(PASSAGE TO READ Opens)

= Ouse to Ouse Tock =

Three-day Ebola quarantine in Sierra Leone

The Ouse to Ouse Tock (House to House Talk) was a three-day quarantine in Sierra Leone from 19 September 2014 to 21 September 2014. It was part of an effort to combat the Ebola virus epidemic in Sierra Leone, part of the Ebola virus epidemic in West Africa. One of the goals was to cut down on transmission within families, so individual homes were visited. There was concern that some families were harboring Ebola cases and that there was a lack of knowledge about the disease.

==History==
The whole population had an imposed a three-day lockdown from 19 to 21 September 2014. During this period 28,500 trained community workers and volunteers, in 7,000 teams went door-to-door providing information on how to prevent infection, as well as setting up community Ebola surveillance teams. The campaign was called the Ouse to Ouse Tock in Krio language, meaning the house-to-house talk. By this time in Sierra Leone alone over 400 people had died from Ebola.

(PASSAGE TO READ Closes)
(SUPPLIED INFORMATION Opens)

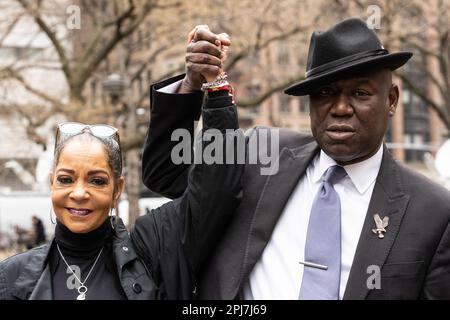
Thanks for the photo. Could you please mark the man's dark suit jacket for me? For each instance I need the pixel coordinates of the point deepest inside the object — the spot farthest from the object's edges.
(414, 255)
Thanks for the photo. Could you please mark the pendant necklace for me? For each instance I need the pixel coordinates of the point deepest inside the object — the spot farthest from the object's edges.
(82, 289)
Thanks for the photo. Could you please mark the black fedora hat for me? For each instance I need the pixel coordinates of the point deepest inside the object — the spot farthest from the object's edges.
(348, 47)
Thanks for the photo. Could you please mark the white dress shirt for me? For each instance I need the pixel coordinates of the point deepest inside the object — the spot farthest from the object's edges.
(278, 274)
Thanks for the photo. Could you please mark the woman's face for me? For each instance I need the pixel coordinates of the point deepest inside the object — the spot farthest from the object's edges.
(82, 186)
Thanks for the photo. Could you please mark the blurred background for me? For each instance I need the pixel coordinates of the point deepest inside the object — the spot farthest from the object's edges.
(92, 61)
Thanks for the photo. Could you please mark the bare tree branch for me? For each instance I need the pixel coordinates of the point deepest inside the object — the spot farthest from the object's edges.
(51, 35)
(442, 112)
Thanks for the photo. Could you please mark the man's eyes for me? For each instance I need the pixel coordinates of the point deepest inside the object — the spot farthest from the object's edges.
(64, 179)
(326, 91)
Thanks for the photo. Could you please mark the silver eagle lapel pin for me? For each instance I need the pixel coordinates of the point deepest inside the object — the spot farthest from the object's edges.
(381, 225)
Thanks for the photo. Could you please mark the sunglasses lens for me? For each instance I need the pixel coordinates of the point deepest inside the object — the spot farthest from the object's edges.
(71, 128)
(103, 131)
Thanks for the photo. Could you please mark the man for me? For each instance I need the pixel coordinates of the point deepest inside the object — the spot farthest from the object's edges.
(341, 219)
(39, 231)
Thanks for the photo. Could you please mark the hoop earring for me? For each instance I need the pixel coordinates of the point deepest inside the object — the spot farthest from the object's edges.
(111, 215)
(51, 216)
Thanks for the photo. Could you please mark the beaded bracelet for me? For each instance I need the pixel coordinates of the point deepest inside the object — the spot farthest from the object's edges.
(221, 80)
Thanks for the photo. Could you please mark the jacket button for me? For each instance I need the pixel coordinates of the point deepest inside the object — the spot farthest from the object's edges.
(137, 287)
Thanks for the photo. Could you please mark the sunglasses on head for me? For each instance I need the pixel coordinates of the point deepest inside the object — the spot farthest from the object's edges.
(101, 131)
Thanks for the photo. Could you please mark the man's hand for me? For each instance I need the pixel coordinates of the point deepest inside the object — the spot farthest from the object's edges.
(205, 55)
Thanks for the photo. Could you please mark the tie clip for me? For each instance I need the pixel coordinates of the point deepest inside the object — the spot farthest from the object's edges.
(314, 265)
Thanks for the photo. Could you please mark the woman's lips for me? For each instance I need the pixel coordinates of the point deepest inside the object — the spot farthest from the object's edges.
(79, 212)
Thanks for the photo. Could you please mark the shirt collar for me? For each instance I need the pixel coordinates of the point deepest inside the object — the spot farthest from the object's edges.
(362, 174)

(SUPPLIED INFORMATION Closes)
(SUPPLIED INFORMATION Opens)

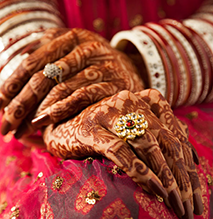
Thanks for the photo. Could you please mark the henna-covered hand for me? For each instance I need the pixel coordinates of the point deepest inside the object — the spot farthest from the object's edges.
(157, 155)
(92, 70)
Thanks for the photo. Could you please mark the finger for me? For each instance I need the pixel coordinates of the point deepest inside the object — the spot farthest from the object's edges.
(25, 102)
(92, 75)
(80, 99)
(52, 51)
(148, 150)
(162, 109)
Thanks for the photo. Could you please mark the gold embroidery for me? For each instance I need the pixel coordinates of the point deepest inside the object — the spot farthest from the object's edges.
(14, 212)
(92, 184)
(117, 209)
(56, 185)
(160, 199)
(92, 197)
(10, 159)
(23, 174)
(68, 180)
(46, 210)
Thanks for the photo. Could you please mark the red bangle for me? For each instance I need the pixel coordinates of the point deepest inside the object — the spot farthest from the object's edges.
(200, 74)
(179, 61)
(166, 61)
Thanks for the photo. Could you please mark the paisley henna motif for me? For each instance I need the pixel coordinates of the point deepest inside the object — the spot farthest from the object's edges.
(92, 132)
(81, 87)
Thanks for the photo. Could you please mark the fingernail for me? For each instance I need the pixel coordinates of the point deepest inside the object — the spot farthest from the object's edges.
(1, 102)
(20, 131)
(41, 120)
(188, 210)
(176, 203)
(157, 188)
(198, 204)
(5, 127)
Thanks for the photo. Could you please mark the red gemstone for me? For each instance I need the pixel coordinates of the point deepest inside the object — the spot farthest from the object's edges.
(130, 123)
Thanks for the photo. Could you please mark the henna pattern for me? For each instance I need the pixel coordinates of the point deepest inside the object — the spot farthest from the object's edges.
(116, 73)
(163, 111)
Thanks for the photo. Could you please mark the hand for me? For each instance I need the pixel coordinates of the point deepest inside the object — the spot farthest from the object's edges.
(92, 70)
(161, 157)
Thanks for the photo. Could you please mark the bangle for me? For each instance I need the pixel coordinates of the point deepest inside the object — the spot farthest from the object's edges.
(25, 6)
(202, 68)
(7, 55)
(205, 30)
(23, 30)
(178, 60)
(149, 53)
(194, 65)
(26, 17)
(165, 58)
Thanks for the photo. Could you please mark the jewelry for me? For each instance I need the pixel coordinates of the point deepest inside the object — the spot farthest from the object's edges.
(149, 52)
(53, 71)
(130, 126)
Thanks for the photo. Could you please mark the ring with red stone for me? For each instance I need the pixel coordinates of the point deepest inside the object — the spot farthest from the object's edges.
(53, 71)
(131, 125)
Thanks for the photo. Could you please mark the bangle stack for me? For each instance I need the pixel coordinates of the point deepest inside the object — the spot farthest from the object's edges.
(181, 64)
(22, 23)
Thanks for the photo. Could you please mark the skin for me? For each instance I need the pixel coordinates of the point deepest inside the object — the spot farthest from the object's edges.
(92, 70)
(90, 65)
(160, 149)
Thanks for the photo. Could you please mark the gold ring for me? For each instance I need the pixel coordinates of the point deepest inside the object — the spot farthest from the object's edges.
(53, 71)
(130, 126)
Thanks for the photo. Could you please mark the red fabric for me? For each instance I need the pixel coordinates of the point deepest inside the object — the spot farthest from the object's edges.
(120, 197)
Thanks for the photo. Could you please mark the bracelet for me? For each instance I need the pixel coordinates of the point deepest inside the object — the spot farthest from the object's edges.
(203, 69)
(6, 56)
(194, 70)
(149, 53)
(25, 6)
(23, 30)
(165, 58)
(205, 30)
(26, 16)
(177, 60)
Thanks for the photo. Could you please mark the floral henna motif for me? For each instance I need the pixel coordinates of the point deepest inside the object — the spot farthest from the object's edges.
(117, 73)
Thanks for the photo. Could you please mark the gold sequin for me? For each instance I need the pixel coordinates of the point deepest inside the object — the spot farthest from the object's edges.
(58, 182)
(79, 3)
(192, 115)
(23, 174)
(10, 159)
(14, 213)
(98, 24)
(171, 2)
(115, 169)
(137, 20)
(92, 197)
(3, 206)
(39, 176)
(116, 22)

(SUPPLIED INFORMATION Closes)
(SUPPLIED INFORMATION Opens)

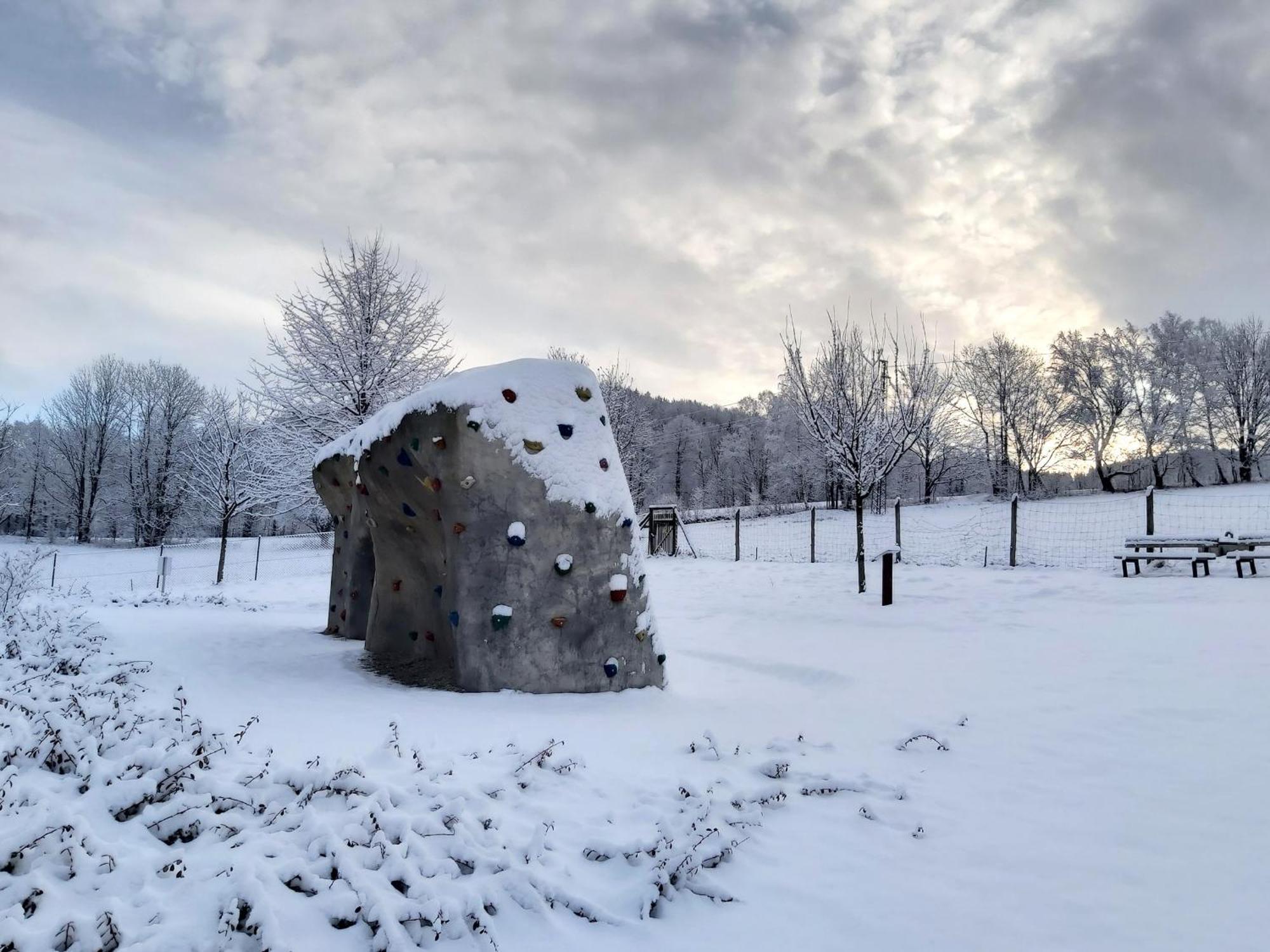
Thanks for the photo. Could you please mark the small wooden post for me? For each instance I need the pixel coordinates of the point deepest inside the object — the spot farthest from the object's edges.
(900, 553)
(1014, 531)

(SUPPLIED INFORMATION Closes)

*DIRECTIONS*
- 1) Duplicate the portion of the Ouse to Ouse Tock text starting with "Three-day Ebola quarantine" and going on through "about the disease.".
- 2) Go on with the text about the Ouse to Ouse Tock quarantine, picking up after its final sentence.

*ANSWERS FOR EACH ITEM*
- 1)
Three-day Ebola quarantine in Sierra Leone

The Ouse to Ouse Tock (House to House Talk) was a three-day quarantine in Sierra Leone from 19 September 2014 to 21 September 2014. It was part of an effort to combat the Ebola virus epidemic in Sierra Leone, part of the Ebola virus epidemic in West Africa. One of the goals was to cut down on transmission within families, so individual homes were visited. There was concern that some families were harboring Ebola cases and that there was a lack of knowledge about the disease.

- 2)
On 22 September the head of the Ebola Emergency Operations Centre, Stephen Gaojia, said that the three-day lockdown had met its objective and would not be extended. Eighty percent of targeted households were reached in the operation. Initially a total of around 150 new cases had been uncovered, although this was adjusted when the health ministry got reports from remote locations. One incident during the lockdown occurred when a burial team was attacked.